*Ausgangstext*:
....

Dennoch haben die Drohungen bei manchen Ländern verfangen. Ein prominenter Fall ist Kenia, das mit 802 Millionen US-Dollar, was rund 0,8 Prozent des Bruttoinlandsprodukts entspricht, eines der Länder wäre, welche absolut und relativ am stärksten von dem Moratorium hätten profitieren können. Bereits Mitte Mai teilte Finanzminister Yatani mit, man werde die DSSI-Initiative nicht in Anspruch nehmen, um nicht das eigene Rating durch die großen Agenturen zu gefährden.

Laut Schuldenreport 2020 waren 124 von 154 untersuchten Entwicklungs- und Schwellenländern kritisch verschuldet. Dass sich durch die Folgen der Corona-Pandemie die Lage verschlechtert hat, liegt auf der Hand. Gibt es belastbare Zahlen?

Nein. Die Zahlen aus dem Schuldenreport 2020 konnten noch nicht auf valider Basis für alle Länder aktualisiert werden. Derzeit analysieren wir bei erlassjahr.de die Schuldentragfähigkeitsanalysen für unterschiedliche Länder, die vom IWF sukzessive herausgebracht werden. Die Tendenz ist ziemlich klar: Durch den globalen Wirtschaftseinbruch, von dem ein Teil der Schuldnerländer überproportional betroffen ist, gehen die Schuldenindikatoren dramatisch in die Höhe. Aber exakte Zahlen liegen flächendeckend noch nicht vor.

Die G20-Finanzminister haben am Mittwoch wegen der Corona-Pandemie den Schuldenaufschub für die Entwicklungsländer um ein halbes Jahr verlängert. Reicht das?

Es wurde nur die Verlängerung des Schuldendienstmoratoriums DSSI beschlossen. Das ist insofern eine Enttäuschung, als im März gesagt wurde, dass schon im Oktober über mehr als ein Moratorium, eben über einen Schuldenerlass verhandelt werde. Auf einen Schuldenerlass konnten sich die G20 leider noch nicht einigen. Die Verhandlungen darüber wurden nun auf ein außerordentliches Finanzministertreffen im Vorfeld des G20-Gipfels am 21./22. November vertagt. Damit haben die G20 eine wichtige Chance für eine zeitige Entschärfung der Schuldenkrise verpasst.

Beim Schuldenmoratorium waren die privaten Gläubiger komplett außen vor. Jakob von Weizsäcker, der Chefvolkswirt des Bundesfinanzministeriums, sprach von technischen Gründen. Nachvollziehbar?

....

*Aus einem Datensatz entnommene Zeilen*:
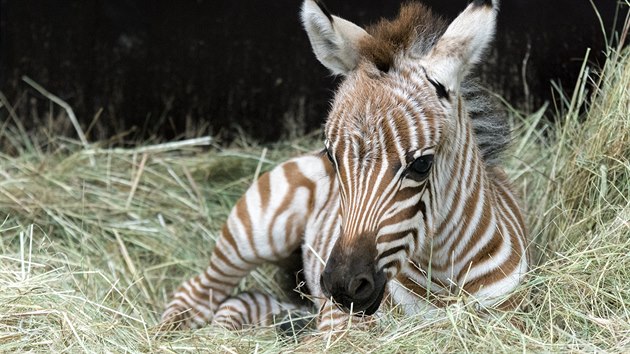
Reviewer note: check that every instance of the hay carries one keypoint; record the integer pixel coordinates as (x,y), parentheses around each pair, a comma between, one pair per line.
(89,254)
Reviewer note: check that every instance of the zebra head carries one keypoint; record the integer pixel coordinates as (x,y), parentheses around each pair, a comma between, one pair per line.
(390,126)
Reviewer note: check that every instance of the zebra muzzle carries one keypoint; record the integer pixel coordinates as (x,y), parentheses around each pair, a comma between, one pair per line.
(354,284)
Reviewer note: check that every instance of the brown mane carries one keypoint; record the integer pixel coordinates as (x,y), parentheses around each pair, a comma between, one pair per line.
(415,28)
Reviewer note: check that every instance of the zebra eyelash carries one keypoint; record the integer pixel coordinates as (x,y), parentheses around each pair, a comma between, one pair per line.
(440,89)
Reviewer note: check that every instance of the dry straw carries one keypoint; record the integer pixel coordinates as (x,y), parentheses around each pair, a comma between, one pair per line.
(89,253)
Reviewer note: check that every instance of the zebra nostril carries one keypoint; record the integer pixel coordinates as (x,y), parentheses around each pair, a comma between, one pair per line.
(322,284)
(361,286)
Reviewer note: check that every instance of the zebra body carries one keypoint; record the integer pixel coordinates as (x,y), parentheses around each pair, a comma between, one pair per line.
(406,201)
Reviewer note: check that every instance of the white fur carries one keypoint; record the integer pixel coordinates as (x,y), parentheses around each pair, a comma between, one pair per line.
(334,42)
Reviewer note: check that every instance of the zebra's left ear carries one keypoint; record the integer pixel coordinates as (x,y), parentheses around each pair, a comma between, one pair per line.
(463,44)
(334,40)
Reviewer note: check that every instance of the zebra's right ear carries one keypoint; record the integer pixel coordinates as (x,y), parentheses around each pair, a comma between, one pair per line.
(334,40)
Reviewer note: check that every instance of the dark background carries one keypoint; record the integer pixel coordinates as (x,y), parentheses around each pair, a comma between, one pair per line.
(174,69)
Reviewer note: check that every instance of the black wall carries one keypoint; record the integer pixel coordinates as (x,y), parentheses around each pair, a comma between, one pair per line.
(173,67)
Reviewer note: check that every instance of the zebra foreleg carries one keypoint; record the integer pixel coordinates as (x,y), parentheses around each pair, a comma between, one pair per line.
(265,226)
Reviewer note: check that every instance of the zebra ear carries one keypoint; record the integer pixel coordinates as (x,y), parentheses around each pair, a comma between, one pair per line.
(334,40)
(463,44)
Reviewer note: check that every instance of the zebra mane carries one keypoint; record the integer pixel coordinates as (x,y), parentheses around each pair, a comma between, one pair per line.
(417,29)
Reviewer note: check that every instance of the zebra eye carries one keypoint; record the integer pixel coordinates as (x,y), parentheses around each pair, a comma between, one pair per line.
(421,166)
(329,155)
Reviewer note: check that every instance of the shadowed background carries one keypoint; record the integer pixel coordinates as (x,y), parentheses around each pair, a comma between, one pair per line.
(141,69)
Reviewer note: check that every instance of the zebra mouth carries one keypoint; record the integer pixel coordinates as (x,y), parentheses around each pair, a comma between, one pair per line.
(364,307)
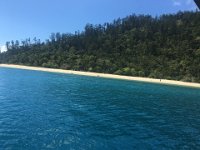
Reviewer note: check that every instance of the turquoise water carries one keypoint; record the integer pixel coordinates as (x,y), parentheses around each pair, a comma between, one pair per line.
(40,110)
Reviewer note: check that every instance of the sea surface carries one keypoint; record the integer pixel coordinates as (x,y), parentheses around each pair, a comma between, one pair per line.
(40,110)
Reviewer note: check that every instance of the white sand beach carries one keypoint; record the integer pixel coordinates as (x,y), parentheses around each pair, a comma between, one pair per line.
(102,75)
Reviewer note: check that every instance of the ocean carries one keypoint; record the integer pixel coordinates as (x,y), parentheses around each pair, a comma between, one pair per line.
(41,110)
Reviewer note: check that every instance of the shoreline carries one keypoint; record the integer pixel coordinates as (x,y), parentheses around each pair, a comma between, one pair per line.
(103,75)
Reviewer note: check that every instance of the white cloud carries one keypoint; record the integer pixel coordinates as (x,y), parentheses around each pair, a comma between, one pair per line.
(179,3)
(3,49)
(176,3)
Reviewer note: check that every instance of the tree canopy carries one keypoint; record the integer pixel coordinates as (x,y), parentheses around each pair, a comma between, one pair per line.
(167,46)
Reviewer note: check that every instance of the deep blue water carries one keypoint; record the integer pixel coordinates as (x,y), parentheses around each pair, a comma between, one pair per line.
(40,110)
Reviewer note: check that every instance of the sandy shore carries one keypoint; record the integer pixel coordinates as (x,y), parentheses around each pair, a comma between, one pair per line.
(92,74)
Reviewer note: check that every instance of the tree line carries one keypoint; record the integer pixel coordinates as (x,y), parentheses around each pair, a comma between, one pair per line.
(167,47)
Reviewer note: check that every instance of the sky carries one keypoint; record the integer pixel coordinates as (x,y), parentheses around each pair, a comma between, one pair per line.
(20,19)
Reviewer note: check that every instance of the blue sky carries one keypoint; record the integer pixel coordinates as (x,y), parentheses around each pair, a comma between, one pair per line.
(20,19)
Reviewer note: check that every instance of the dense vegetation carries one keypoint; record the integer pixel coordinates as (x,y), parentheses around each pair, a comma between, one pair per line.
(159,47)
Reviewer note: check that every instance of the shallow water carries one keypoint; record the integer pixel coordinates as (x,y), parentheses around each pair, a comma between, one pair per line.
(40,110)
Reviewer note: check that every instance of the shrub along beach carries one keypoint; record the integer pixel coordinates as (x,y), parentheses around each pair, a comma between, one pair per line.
(93,74)
(154,47)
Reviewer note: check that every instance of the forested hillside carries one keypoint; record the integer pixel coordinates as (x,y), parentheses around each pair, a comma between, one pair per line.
(158,47)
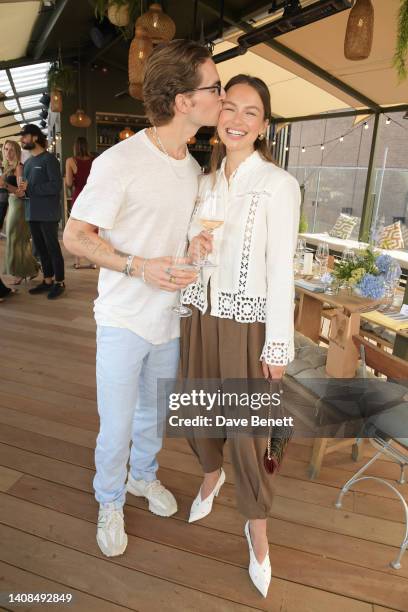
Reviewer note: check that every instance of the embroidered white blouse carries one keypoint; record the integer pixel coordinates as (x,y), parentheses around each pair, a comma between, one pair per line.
(254,250)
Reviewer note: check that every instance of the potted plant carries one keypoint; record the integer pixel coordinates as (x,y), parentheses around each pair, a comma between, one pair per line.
(401,49)
(122,13)
(368,273)
(61,78)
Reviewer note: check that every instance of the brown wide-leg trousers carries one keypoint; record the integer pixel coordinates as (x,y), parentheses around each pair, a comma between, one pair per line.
(223,348)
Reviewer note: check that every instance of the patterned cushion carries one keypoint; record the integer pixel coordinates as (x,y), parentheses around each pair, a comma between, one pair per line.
(343,226)
(391,237)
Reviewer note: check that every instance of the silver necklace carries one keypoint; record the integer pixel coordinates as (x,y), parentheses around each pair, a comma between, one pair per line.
(164,150)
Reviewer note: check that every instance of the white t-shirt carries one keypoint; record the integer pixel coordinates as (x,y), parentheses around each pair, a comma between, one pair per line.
(142,202)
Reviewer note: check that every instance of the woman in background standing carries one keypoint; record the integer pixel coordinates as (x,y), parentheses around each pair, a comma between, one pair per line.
(19,260)
(77,170)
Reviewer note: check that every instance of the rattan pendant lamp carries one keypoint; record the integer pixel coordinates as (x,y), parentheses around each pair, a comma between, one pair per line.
(360,30)
(159,26)
(80,119)
(140,49)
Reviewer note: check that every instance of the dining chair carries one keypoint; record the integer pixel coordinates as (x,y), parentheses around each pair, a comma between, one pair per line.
(386,430)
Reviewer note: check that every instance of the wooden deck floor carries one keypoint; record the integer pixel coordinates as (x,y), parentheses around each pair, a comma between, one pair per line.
(323,559)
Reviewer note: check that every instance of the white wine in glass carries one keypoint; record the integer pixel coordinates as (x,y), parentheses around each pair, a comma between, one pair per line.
(211,216)
(181,261)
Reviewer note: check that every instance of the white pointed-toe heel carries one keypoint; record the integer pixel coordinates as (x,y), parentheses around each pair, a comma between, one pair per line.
(200,508)
(260,573)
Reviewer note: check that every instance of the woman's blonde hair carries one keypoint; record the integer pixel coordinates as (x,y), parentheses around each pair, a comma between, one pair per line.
(9,167)
(219,150)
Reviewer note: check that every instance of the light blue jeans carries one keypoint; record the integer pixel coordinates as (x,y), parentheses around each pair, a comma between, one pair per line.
(127,370)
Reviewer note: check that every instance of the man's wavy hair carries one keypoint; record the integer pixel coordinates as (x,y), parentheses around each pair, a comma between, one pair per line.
(171,69)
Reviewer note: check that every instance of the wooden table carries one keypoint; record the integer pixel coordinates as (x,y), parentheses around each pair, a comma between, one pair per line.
(342,355)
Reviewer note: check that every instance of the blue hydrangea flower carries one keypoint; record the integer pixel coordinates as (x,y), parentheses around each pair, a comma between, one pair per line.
(372,287)
(383,262)
(327,278)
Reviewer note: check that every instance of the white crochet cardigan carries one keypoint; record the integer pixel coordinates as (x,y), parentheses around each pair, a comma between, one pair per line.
(254,251)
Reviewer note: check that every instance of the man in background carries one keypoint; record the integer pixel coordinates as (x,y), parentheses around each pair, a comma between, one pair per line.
(42,189)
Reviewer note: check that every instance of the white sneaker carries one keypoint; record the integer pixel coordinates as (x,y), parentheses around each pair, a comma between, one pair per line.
(201,508)
(111,535)
(260,573)
(161,501)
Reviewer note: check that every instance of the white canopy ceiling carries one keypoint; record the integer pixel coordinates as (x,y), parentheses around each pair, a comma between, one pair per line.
(17,20)
(297,91)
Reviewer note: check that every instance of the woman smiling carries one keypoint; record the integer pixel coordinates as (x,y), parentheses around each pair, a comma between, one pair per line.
(242,321)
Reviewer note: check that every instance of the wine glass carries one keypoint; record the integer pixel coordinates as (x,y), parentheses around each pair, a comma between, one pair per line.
(299,255)
(181,261)
(322,257)
(211,216)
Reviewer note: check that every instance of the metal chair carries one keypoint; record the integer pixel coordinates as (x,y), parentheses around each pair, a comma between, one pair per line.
(385,429)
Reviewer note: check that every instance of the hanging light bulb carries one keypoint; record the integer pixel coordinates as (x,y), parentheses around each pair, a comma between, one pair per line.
(56,101)
(360,30)
(80,119)
(126,133)
(159,26)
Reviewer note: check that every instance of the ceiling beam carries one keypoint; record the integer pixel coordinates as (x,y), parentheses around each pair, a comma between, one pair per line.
(22,94)
(55,15)
(13,87)
(26,110)
(323,74)
(100,52)
(239,23)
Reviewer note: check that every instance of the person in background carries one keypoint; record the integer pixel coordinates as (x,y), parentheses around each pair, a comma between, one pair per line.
(77,169)
(5,291)
(19,260)
(42,189)
(3,203)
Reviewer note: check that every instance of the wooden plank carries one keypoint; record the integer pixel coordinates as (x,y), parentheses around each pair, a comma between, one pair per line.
(16,580)
(8,477)
(102,578)
(35,377)
(59,431)
(281,532)
(321,495)
(49,411)
(302,568)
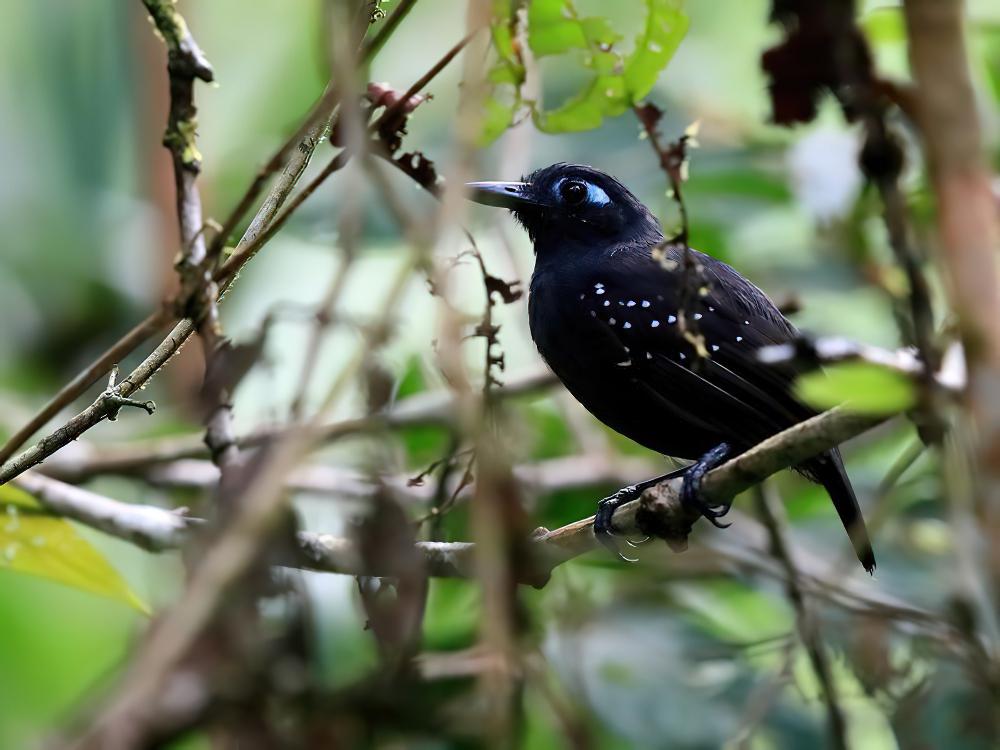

....

*Aufgabe*:
Beantworten Sie anhand des Ausgangstextes die folgenden Fragen:
(a) Mit welchem Betrag in US-Dollar hätte Kenia vom Moratorium profitieren können?
(b) Wie viele der untersuchten Entwicklungs- und Schwellenländer waren laut Schuldenreport 2020 kritisch verschuldet?
(c) Worauf wurden die Verhandlungen über einen Schuldenerlass vertagt?
Die Zeilen werden für die Bearbeitung nicht gebraucht.

*Lösung*:
(a) Mit 802 Millionen US-Dollar, was rund 0,8 Prozent des Bruttoinlandsprodukts entspricht.
(b) 124 von 154 untersuchten Ländern.
(c) Auf ein außerordentliches Finanzministertreffen im Vorfeld des G20-Gipfels am 21./22. November.